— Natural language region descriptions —
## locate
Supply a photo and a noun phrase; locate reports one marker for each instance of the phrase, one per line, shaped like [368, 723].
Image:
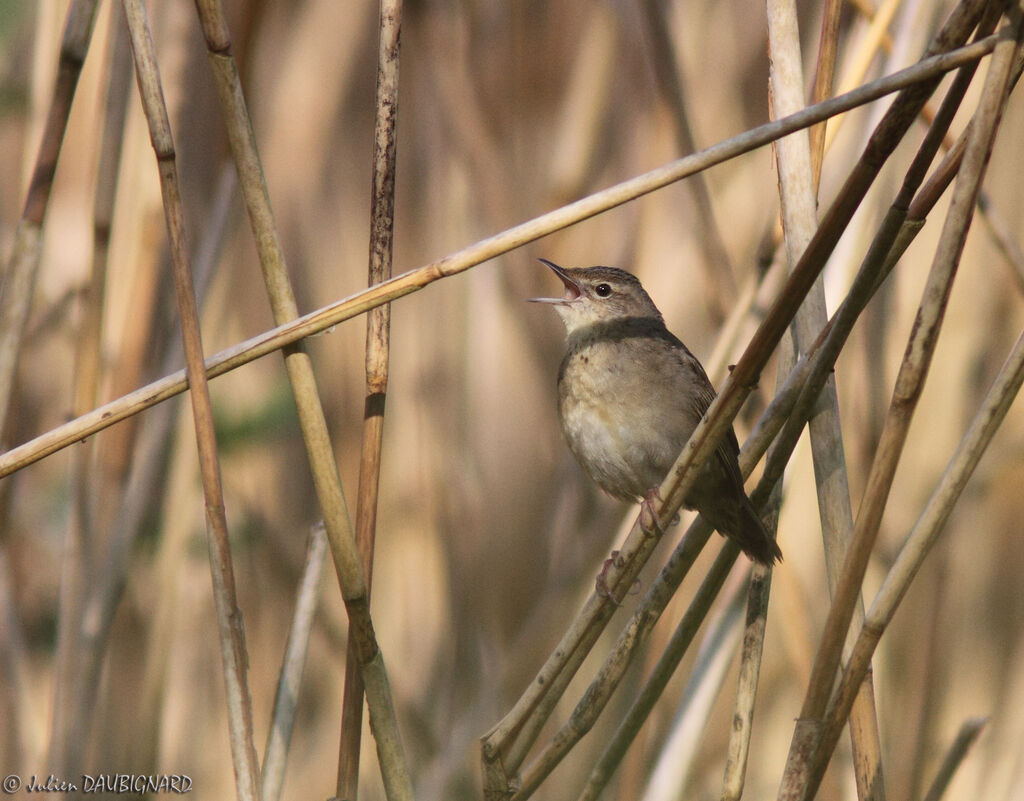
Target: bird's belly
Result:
[609, 435]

— WORK TO COMPLETE —
An exact reproduction of every record above is required, with no pictures included.

— SOLUTION TO THE PROBLEM —
## locate
Supply a photo and a noun phrase; locate reports one marker for each instance of the phrase, one per line, shaped like [368, 723].
Image:
Target: bird's belly
Result:
[609, 435]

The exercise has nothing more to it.